• **Stated goal**: Quote every line of the listing below word for word.

• **Coordinate annotation entries**:

>> start

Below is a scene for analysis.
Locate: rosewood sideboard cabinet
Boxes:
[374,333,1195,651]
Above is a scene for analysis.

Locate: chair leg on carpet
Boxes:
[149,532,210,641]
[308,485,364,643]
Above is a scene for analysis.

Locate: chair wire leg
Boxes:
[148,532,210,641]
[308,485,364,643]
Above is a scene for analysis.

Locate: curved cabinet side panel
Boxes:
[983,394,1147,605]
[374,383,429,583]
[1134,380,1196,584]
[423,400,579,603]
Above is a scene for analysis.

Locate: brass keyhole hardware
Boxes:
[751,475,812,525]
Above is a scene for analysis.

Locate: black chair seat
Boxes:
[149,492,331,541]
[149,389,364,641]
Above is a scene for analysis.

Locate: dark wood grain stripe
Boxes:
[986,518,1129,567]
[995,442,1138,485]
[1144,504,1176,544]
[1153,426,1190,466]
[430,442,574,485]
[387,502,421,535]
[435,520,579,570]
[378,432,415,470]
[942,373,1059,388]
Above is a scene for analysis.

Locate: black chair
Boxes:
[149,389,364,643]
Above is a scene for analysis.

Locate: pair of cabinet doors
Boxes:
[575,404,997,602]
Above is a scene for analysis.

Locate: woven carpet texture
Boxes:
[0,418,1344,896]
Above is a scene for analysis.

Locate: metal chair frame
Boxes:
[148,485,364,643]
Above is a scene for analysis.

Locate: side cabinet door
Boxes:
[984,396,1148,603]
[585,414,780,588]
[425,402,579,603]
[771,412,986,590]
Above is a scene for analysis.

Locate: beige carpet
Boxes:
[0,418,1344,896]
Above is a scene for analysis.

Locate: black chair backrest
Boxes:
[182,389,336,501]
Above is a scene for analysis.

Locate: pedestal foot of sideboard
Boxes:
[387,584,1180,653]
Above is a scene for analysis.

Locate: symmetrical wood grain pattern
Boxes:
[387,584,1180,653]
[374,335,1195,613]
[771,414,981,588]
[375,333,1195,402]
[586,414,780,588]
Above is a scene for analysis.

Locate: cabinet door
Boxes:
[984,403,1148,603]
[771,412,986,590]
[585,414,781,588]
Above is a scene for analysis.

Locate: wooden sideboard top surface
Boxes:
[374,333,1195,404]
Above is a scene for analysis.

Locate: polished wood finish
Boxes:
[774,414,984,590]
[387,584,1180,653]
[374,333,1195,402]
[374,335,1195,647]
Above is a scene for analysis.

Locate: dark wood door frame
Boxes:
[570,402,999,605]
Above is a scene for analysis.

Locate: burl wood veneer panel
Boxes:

>> end

• **Solution for this exercise**:
Below is a scene for analysis.
Locate: rosewood sideboard cabinet
Boxes:
[374,333,1195,651]
Above is a scene for analysis.

Locate: chair leg on carpet
Boxes:
[149,532,210,641]
[308,485,364,643]
Above is a scene for analysis.

Locate: chair wire leg
Boxes:
[148,532,210,641]
[308,485,364,643]
Above is a scene for analysis.

Locate: curved cabinet side panel
Boxes:
[983,394,1147,605]
[374,383,429,583]
[1134,380,1196,584]
[423,400,579,603]
Above is a scene for analysis.

Locate: brass keyhole hardware
Boxes:
[751,475,812,525]
Above is a scene for analysis.

Locate: black chair seat
Boxes:
[149,492,331,541]
[149,389,364,641]
Above is a scene for analysis.

Locate: dark wood grain stripe
Boxes:
[986,518,1129,567]
[995,442,1138,485]
[1144,504,1176,544]
[1153,426,1190,466]
[430,442,574,485]
[387,502,421,535]
[435,520,579,570]
[378,432,415,470]
[942,373,1059,388]
Above is a scene for analysis.

Locate: black chair
Boxes:
[149,389,364,643]
Above is a scene for analysis.

Locate: pair of cabinet doors
Boxes:
[575,404,997,602]
Above is a scene for analysis.

Locate: woven carpet texture
Boxes:
[0,418,1344,896]
Above is a scene for analysis.

Locate: metal chair frame
Boxes:
[148,485,364,643]
Above is a scene for analysis.

Locate: side cabinet door
Boxes:
[984,396,1148,603]
[585,414,780,588]
[425,402,579,603]
[771,412,986,590]
Above is a scene for analysis.

Locate: beige carpet
Boxes:
[0,418,1344,896]
Above is a scene for analysis.

Locate: black chair backrest
Boxes:
[182,389,336,501]
Above is a scene for analysis.

Locate: pedestal foot of sideboard
Boxes:
[387,584,1180,653]
Above is a scene for analysis.

Locate: symmetrical wood grain pattern
Boxes:
[387,584,1180,653]
[374,335,1195,613]
[771,414,981,588]
[375,333,1195,402]
[586,414,780,588]
Above is a scene for analysis.

Locate: cabinet door
Boxes:
[984,403,1148,603]
[771,412,986,590]
[585,414,781,588]
Above is a scene for analysis.

Locate: wooden sideboard top surface
Boxes:
[374,333,1195,404]
Above is a scene for analysis.

Locate: polished wood finish
Boxes:
[774,414,984,590]
[387,584,1180,653]
[374,333,1195,402]
[374,335,1195,647]
Above is a scene for analysis.

Locate: dark wood door frame
Boxes:
[570,402,999,605]
Above is a scene for analysis.

Locate: burl wood veneer panel
Boxes:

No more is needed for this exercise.